• 抜粋文

カトリック高円寺教会ANNEX

2004年に晴佐久昌英神父様により成人洗礼をうけた『おやじ』の[信仰告白]風コラム

『境遇』

2006-10-07 07:58:48 | Weblog
 ぼくは彼女のことをほとんど知らなかった。



 ぼんやりしていて、計算も得意ではないらしい。



 およそ現金を扱う接客業には向いていないと思っていた。



 ぼくは、何も知らないくせに、30歳過ぎてるおばさん的にはいろいろあるのだろうなあ、なにやら大変なのだろうなあと思っていた。(30過ぎたらおばさんという意味ではないので)



 ハリセンボンという女性二人のお笑いコンビをご存知だろうか。



 めがねをかけて太ったほうに似ている。(あくまでもイメージしてもらいたい為の例えです)



 本当の歳は16歳だった。



 彼女は中学までしか行けてないのだそうだ。



 これにも理由があった。



 1人っ子らしいのだが両親が両親揃ってギャンブル狂。



 ありとあらゆる賭け事をやるのだという。

• 資料

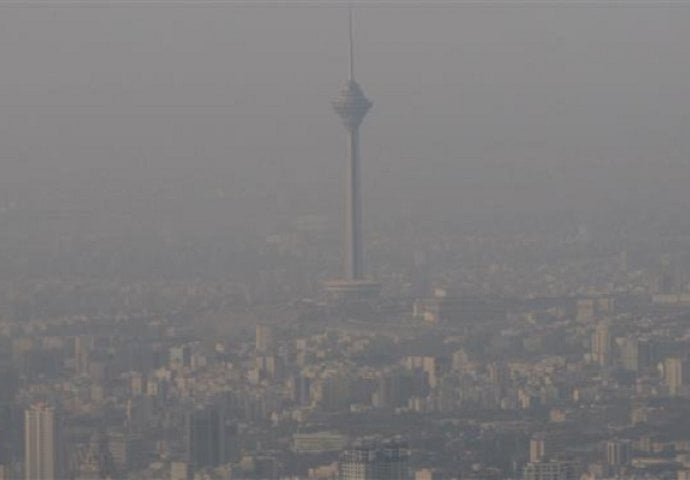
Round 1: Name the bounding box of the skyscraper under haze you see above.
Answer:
[326,10,379,300]
[187,405,225,471]
[24,403,62,480]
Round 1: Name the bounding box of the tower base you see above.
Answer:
[324,280,381,305]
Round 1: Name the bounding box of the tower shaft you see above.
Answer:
[345,126,364,280]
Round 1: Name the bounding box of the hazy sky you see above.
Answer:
[0,0,690,230]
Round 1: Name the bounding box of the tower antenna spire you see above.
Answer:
[347,5,355,80]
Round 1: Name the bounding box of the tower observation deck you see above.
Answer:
[326,10,380,300]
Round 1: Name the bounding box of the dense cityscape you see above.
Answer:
[0,0,690,480]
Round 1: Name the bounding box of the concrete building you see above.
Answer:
[326,7,380,302]
[340,443,410,480]
[187,406,226,471]
[24,403,63,480]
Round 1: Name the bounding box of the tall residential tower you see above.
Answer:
[326,10,380,300]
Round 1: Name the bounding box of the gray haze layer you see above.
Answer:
[0,2,690,235]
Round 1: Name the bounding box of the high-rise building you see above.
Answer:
[592,323,611,367]
[187,406,225,471]
[664,357,690,396]
[255,325,273,353]
[326,10,380,300]
[606,440,632,476]
[74,335,94,375]
[529,433,546,463]
[522,460,580,480]
[340,443,410,480]
[24,403,62,480]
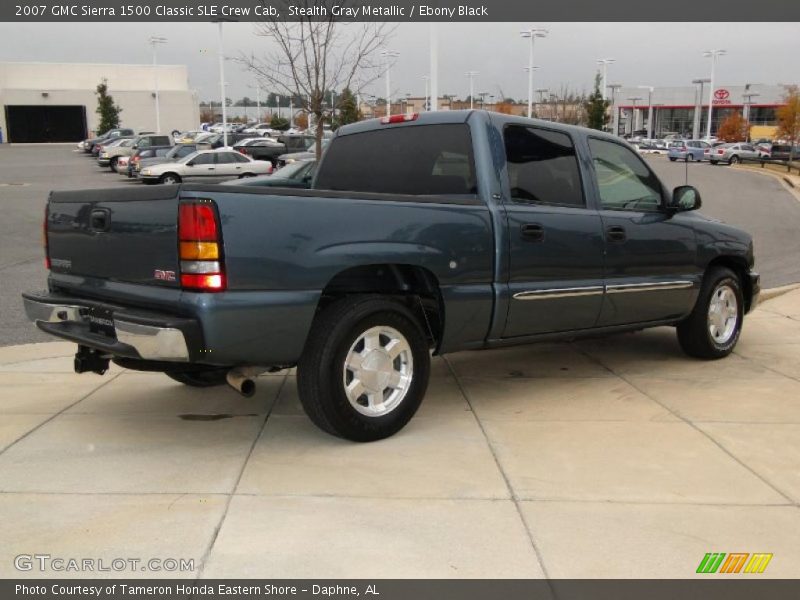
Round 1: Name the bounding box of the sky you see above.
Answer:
[0,23,800,99]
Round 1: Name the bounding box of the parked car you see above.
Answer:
[242,135,315,166]
[124,145,173,178]
[23,111,759,443]
[82,127,134,154]
[708,142,758,165]
[667,140,711,162]
[133,143,211,177]
[97,137,136,171]
[222,160,317,189]
[139,150,273,184]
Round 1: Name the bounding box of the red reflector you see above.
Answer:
[381,113,419,125]
[181,273,225,291]
[178,204,217,242]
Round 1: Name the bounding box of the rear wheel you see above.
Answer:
[164,368,228,387]
[677,267,744,359]
[297,295,430,442]
[159,173,181,185]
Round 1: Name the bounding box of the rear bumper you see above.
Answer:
[22,292,202,362]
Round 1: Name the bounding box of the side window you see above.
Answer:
[589,138,662,211]
[503,125,585,206]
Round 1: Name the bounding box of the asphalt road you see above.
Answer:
[0,144,800,346]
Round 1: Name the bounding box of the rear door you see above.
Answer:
[588,138,701,326]
[503,125,603,338]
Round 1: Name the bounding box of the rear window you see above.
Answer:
[315,124,477,196]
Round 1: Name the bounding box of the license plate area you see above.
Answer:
[89,307,117,339]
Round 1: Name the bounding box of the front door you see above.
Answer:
[589,138,702,326]
[503,125,603,338]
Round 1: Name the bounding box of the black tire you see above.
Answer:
[297,295,430,442]
[677,267,744,360]
[158,173,181,185]
[164,368,228,387]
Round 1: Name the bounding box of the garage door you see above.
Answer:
[6,106,86,144]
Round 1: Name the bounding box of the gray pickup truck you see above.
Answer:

• 課題
抜粋文の「およそ現金を扱う接客業には向いていないと思っていた。」から「してもらいたい為の例えです)」までを、「接客業」を「販売業」に置き換えて書き直してください。

• 解答
およそ現金を扱う販売業には向いていないと思っていた。



 ぼくは、何も知らないくせに、30歳過ぎてるおばさん的にはいろいろあるのだろうなあ、なにやら大変なのだろうなあと思っていた。(30過ぎたらおばさんという意味ではないので)



 ハリセンボンという女性二人のお笑いコンビをご存知だろうか。



 めがねをかけて太ったほうに似ている。(あくまでもイメージしてもらいたい為の例えです)